**Selected extract**
* * * * * * * * *

Before you start, check out this Czech and Slovak pronunciation guide.

From the top: saying hello, goodbye and thank you

Dobré ráno   Good morning (before 9am)
Dobrý den   Good day 
Dobrý večer   Good evening (after 6pm)

Děkuji (vám)   Thank you
Děkuji mockrát   Many thanks
Děkuji vám pěkně   Thank you kindly (lit. ‘nicely’)
Na shledanou   Goodbye

Making requests

Now you’ve said hello, how do you actually order something? A common way to ask for something in Czech and other Slavic languages is to say “I will give myself…” We would never phrase it that way in English, which serves to show how direct translation between languages is many times not possible.

Dám si jednou kávu prosím   I will have a coffee please (lit. ‘I will give myself a coffee please).

The above example is very common and is constructed from the verb dát – to give.

Alternatively, you could use the verb vzít si – meaning “to take”:
Vezmu si jedno pivo prosím   I will take a beer please

Using the imperative form, you could say:
Dejte mi…   Give me…

Dejte mi jedno pivo prosím   Give me a beer please

This form can sound very direct so use please (prosím) either at the beginning or end of the sentence.

Plurals

Plurals can get quite complicated in grammar terms, but for the most part they just require slight modifications to the noun. For example:

Dám si dvě kávy a tři piva prosím   I will have two coffees and three beers please

For plurals of 2-4 items the nouns decline (change ending) in a predictable way depending on gender. There are some different noun endings in each of the genders but here are the main ones

Feminine: káva => kávy   coffee, coffees
Neuter: pivo => piva   beer, beers
Masculine: salát => saláty   salad, salads
čaj => čaji   tea, teas (masculine noun with soft ending)

Plurals can get a bit daunting for a beginner and for the most part the ones above will fit a number of common menu items. At 5 items and beyond you encounter the Genitive case and the noun endings are completely different. However, there’s no need to worry about this in the beginning stages.

If you know the nominative noun form then you’ll be able to ask for what you want and refine later as you learn more grammar and the modifications needed.

More complex constructions

If you feel like going a bit further and want to be a bit more expressive, try using different forms, such as the conditional.

In English we’re just as like to say “I would like” as much as “I want”. In Czech the conditional is made in a similar way — using the past tense of the verb with some conditional language:

Já bych si dal   I would like (note the past tense of the verb dát)
Chtěl bych ten zákusek   I would like that cake (from the verb chtít – to want)

* * * * * * * * *

**Available data**
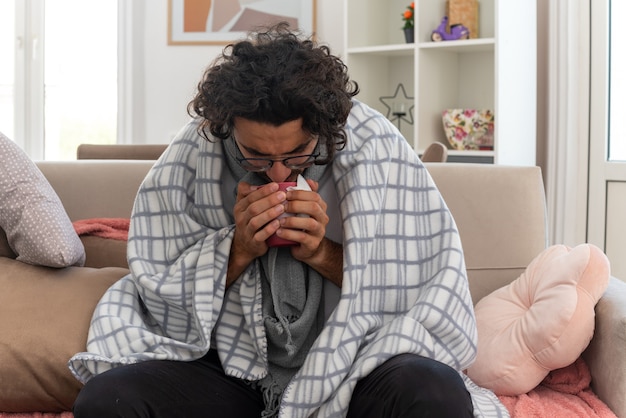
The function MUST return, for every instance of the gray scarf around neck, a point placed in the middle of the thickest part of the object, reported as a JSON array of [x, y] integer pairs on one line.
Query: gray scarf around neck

* * * * * * * * *

**Problem details**
Condense the paragraph in the Czech phrase guide that begins "Plurals can get a bit daunting" into a short bulleted list that keeps its main facts.

**Response for this exercise**
- Plurals can seem daunting to beginners, but the forms shown cover many common menu items.
- From 5 items upward, the Genitive case applies and noun endings are completely different.
- Beginners don't need to worry about this at first.